(YOUR TASK)
Filter the listing to only the lines that contain the string "snowy", using a case-sensitive match.
==== RECORDS FOR THE TASK
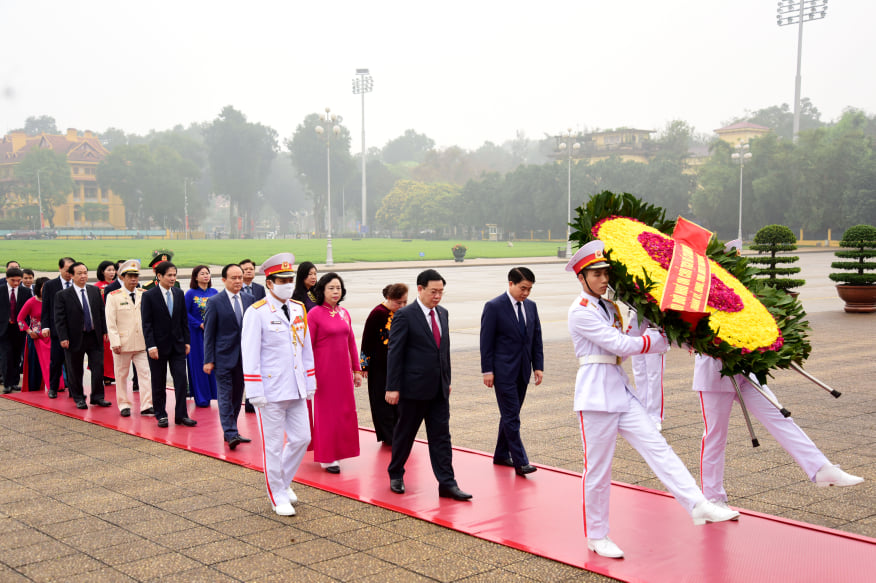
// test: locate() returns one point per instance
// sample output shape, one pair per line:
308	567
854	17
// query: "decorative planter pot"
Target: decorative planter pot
859	299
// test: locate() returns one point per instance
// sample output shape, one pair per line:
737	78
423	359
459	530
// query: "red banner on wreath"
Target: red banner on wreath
688	278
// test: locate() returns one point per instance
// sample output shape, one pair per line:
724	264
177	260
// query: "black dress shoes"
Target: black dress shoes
454	492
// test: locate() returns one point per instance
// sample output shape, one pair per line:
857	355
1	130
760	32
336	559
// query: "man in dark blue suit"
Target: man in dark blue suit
511	350
257	291
222	325
12	298
418	381
166	330
80	322
57	357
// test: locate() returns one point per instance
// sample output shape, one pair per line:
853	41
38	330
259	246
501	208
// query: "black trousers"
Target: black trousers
509	397
158	368
411	414
11	349
92	346
229	395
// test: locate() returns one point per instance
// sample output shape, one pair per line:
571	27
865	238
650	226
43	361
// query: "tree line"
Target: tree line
827	179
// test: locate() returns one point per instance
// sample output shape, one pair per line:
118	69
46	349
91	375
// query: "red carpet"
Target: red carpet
540	514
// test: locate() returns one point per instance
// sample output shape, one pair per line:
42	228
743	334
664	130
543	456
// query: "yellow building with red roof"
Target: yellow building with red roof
84	153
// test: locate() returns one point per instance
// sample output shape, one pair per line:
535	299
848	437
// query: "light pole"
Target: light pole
797	12
328	128
361	85
569	145
740	156
40	199
186	204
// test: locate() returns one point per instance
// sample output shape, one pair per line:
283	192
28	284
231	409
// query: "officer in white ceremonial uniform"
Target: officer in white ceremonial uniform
124	330
648	374
278	374
607	406
716	399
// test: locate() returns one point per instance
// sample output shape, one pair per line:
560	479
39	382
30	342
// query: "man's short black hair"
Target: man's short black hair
72	269
429	275
518	274
161	268
229	266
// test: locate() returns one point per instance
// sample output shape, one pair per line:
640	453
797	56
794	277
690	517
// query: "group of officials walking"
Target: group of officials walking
264	348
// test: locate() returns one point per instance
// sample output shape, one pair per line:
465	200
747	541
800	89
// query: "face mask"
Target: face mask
283	291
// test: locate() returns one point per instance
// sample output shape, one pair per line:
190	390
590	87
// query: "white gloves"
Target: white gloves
659	343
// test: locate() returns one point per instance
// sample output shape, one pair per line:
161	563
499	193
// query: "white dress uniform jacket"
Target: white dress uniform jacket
124	326
598	386
277	356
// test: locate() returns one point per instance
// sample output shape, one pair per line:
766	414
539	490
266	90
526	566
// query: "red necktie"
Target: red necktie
435	331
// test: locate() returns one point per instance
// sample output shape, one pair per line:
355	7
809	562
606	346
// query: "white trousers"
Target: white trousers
285	431
648	373
599	431
716	407
122	367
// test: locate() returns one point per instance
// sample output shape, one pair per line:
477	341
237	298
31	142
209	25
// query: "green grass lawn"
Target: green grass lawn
43	255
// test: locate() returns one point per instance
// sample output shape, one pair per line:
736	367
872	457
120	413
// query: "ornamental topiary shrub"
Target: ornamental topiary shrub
768	242
862	240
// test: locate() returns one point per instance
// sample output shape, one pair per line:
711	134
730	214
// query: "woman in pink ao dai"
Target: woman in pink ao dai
335	425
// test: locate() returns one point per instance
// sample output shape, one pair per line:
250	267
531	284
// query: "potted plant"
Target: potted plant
857	288
768	242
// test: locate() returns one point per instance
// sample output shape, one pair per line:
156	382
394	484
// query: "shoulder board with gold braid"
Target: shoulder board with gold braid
304	311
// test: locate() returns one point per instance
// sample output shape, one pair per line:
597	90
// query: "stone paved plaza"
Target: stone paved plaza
80	502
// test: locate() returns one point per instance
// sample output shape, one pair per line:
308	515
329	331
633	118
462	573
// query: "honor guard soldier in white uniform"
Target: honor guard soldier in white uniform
607	406
278	374
124	329
716	399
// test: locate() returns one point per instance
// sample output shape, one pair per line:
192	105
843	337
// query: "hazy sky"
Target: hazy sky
460	72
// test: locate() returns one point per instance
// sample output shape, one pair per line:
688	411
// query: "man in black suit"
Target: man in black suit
511	351
81	326
222	325
257	291
12	297
50	289
418	381
166	330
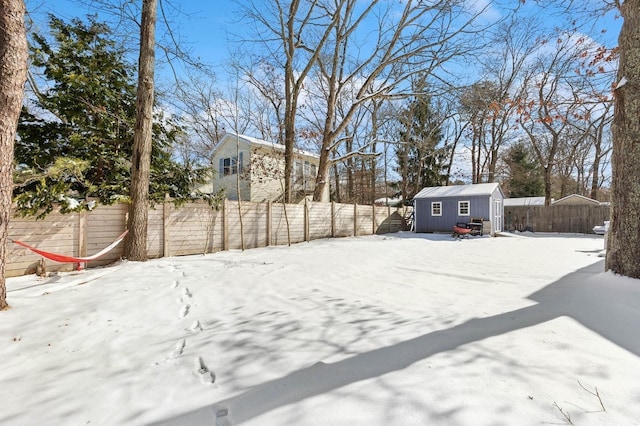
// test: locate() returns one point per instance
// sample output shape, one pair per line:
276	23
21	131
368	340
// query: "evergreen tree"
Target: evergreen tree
525	177
421	157
75	137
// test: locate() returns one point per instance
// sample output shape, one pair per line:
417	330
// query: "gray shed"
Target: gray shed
439	208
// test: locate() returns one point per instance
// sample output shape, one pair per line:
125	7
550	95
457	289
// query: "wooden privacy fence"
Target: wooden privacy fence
193	228
564	219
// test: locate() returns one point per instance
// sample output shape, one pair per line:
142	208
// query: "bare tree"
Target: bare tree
552	99
136	243
623	249
488	103
293	33
13	74
412	39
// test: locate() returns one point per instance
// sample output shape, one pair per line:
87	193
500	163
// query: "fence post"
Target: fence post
333	219
306	220
225	224
373	219
355	220
269	220
82	234
166	216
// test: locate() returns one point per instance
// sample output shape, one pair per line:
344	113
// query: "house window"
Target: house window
436	208
298	171
463	208
230	166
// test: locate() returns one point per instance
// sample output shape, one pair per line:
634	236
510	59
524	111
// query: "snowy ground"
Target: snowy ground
400	329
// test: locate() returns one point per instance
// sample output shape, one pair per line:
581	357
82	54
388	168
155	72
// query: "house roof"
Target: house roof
575	199
458	190
260	142
524	201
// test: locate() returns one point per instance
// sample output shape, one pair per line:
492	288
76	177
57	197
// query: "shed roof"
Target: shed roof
575	199
524	201
458	190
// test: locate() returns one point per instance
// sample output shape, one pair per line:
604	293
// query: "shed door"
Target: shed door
497	216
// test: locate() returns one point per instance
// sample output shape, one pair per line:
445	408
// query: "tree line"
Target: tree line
394	96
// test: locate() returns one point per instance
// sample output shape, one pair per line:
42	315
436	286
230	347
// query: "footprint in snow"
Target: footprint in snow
184	311
202	371
195	327
222	416
177	351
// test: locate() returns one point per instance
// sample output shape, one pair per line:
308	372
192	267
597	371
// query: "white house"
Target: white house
257	168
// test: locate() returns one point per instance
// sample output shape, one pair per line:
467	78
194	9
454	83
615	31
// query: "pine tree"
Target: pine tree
76	136
421	157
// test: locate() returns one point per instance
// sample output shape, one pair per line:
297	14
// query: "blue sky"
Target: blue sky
201	24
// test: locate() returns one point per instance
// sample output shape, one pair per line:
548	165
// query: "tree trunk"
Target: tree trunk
623	247
13	74
136	247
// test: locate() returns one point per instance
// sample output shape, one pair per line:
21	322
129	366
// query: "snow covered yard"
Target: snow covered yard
401	329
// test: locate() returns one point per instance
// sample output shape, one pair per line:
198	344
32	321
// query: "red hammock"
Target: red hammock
70	259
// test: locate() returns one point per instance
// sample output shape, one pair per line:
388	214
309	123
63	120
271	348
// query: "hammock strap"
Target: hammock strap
70	259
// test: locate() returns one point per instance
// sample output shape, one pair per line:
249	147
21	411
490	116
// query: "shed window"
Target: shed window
463	208
436	208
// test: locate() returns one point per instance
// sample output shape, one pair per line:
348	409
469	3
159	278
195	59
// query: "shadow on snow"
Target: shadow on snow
608	307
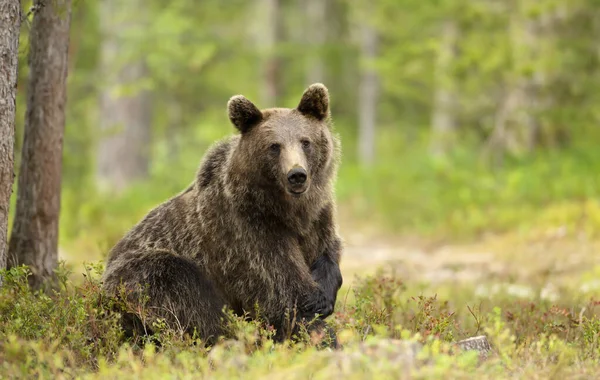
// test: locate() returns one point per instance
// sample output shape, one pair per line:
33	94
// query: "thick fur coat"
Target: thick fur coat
256	228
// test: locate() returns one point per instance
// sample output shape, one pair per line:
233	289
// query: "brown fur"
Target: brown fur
238	236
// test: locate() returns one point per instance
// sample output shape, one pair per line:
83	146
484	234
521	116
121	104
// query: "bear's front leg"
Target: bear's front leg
326	273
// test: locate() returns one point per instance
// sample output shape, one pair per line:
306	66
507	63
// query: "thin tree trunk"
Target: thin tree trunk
123	154
34	237
443	121
10	21
316	34
269	38
367	98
========
(FINAL RESULT)
// query: "snowy ground"
Target: snowy ground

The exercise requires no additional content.